**Dataset entries:**

Start

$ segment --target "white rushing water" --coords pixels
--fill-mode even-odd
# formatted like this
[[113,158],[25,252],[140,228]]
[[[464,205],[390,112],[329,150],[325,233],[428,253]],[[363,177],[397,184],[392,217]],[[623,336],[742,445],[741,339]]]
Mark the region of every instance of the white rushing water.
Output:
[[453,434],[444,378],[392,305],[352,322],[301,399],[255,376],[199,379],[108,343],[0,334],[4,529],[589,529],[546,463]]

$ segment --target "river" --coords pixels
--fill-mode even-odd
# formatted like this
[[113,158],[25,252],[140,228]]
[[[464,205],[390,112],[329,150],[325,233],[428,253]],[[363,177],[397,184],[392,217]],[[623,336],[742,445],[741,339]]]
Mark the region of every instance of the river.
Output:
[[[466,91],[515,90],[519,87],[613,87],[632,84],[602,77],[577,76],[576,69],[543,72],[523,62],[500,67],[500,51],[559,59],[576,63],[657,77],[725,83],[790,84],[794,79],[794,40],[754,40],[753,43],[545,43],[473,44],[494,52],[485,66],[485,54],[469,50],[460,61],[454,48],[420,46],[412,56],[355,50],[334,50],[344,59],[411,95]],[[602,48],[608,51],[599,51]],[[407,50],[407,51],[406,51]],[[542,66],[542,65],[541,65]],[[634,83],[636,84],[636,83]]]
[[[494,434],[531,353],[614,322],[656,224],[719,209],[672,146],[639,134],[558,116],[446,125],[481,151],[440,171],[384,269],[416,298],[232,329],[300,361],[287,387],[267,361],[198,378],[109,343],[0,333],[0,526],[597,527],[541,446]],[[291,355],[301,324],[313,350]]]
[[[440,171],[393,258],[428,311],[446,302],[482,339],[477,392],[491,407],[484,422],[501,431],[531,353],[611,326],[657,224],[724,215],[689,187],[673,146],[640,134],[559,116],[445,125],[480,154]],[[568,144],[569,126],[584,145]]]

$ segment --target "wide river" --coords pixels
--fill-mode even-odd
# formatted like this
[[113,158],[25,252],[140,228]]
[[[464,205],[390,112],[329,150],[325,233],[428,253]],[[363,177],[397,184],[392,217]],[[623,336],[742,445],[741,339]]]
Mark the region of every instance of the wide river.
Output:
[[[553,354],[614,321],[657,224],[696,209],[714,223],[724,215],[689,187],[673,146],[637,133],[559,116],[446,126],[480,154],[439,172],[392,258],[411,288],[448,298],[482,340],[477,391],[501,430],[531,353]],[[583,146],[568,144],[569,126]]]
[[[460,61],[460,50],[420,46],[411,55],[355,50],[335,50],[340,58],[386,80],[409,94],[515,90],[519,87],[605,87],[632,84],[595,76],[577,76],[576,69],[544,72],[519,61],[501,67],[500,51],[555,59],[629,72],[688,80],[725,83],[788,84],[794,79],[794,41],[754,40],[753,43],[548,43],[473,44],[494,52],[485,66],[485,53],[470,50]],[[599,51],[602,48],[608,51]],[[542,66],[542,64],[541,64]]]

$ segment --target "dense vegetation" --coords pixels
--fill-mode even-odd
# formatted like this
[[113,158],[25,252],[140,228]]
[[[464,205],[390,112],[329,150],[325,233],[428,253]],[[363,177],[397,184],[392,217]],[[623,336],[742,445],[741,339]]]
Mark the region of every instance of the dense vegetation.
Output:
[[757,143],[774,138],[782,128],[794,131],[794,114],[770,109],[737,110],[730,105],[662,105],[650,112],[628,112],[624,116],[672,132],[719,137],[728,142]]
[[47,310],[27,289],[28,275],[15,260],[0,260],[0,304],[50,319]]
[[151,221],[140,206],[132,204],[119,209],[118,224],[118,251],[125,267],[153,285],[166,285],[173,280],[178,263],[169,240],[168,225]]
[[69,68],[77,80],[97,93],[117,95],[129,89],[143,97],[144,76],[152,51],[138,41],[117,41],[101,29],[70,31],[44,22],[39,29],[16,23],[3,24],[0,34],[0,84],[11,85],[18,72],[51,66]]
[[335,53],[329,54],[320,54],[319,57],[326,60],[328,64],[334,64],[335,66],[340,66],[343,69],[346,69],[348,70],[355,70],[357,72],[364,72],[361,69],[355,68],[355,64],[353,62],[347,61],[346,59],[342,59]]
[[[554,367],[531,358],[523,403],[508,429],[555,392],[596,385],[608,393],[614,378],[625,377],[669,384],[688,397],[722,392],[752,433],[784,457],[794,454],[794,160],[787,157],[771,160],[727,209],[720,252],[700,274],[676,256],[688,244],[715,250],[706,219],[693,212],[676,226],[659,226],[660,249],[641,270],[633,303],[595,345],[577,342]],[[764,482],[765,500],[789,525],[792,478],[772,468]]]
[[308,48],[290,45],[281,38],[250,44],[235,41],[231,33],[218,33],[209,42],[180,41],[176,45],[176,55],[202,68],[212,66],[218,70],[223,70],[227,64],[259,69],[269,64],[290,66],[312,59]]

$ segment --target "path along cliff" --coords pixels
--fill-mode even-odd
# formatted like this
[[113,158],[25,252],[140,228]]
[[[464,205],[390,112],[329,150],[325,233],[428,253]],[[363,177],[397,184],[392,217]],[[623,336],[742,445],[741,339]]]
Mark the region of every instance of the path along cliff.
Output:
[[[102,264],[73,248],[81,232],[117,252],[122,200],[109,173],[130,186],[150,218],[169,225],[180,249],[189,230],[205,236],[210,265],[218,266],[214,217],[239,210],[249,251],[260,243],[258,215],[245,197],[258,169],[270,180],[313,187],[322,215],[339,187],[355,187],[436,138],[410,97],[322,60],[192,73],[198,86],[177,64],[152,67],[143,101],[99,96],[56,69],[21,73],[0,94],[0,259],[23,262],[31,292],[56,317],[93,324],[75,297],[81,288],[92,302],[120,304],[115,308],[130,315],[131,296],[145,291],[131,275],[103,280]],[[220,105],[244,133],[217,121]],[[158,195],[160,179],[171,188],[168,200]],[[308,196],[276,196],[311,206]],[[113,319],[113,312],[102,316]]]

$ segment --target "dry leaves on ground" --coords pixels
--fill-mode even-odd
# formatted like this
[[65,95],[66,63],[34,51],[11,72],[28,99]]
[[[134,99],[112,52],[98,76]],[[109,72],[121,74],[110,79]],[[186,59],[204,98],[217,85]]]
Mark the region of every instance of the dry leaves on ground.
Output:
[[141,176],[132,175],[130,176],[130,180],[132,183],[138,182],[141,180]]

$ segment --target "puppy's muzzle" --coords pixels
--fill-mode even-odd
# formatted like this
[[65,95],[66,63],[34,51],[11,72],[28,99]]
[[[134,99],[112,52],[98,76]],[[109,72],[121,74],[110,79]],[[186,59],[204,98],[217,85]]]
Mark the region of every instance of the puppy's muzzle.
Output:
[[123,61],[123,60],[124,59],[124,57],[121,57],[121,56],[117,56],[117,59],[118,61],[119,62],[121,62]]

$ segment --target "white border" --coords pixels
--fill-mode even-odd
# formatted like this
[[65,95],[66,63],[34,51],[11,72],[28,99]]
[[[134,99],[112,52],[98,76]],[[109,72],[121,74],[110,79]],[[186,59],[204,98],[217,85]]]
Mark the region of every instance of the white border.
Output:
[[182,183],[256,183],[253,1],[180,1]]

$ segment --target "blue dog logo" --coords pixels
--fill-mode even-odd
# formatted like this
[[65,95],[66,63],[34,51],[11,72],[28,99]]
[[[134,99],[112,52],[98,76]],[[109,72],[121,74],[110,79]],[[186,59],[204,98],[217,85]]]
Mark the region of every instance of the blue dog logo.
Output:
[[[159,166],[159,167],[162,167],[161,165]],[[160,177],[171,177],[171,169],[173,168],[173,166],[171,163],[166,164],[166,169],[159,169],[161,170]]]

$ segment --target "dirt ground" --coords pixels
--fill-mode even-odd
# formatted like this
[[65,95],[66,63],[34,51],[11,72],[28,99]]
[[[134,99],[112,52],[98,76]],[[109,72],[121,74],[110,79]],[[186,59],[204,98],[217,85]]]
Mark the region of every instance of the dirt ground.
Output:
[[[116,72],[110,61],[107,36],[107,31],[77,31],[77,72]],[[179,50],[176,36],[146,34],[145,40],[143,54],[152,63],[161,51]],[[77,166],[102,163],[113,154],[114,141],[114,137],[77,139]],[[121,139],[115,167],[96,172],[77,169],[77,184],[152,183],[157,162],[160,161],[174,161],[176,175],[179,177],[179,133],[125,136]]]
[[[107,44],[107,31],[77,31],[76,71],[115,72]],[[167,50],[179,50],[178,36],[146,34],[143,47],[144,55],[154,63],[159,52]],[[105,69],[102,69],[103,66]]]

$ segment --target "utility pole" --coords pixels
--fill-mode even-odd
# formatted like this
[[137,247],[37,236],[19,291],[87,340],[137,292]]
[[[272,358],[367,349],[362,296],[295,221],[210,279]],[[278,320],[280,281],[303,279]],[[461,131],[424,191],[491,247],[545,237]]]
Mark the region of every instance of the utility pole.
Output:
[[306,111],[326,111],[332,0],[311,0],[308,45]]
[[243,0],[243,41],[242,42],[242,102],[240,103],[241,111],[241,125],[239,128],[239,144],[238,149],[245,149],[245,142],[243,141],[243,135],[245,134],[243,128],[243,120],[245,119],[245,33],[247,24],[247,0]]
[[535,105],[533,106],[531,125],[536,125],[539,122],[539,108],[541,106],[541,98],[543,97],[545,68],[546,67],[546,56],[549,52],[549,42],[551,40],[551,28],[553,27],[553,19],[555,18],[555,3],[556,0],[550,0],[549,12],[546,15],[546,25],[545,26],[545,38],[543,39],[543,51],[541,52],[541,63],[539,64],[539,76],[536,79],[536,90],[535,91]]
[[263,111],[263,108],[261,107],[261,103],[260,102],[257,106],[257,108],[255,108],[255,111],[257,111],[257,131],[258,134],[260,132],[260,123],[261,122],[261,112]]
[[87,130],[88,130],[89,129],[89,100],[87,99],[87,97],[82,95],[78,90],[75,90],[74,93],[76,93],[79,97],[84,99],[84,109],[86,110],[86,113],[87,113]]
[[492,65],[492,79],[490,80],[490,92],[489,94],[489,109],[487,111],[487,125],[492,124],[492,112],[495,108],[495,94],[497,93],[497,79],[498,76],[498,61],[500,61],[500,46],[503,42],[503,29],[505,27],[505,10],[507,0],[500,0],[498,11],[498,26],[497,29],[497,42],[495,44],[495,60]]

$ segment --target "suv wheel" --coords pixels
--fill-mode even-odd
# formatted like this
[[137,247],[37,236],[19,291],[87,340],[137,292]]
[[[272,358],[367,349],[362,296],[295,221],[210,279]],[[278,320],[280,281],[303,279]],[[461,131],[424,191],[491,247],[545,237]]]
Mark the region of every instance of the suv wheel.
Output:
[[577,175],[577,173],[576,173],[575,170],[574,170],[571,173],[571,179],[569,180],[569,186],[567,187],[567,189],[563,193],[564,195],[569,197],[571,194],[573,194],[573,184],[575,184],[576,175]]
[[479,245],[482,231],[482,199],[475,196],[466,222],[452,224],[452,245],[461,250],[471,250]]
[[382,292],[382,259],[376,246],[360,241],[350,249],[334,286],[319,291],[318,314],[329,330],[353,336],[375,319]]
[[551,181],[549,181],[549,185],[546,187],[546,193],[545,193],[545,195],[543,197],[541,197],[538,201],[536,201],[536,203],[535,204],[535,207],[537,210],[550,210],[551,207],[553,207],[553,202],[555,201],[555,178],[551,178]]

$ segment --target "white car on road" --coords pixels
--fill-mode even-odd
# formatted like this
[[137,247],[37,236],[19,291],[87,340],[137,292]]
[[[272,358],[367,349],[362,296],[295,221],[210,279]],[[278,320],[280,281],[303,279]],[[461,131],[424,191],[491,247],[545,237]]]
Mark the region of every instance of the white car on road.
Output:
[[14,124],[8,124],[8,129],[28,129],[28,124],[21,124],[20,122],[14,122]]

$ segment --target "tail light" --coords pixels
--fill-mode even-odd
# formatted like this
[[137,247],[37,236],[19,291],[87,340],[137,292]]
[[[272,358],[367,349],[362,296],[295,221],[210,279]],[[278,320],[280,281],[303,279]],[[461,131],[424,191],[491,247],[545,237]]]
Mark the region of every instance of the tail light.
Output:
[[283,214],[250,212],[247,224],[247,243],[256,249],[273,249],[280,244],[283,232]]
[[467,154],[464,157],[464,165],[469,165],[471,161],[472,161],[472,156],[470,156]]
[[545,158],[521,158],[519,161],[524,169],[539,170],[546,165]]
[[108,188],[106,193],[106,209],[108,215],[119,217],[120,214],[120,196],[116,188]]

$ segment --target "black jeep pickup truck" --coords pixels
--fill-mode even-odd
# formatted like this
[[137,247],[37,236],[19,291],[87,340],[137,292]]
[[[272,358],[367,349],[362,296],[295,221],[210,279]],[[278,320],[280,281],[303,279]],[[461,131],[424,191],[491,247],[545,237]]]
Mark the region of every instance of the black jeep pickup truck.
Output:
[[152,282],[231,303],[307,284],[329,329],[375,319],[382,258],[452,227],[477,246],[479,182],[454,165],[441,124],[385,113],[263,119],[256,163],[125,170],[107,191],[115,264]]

End

**Goal of the exercise:** Report each line in the listing above that contains the word "truck", copying every such line in full.

**Solved problem:**
$ segment --target "black jeep pickup truck" --coords pixels
Mark the region of every instance of the black jeep pickup truck.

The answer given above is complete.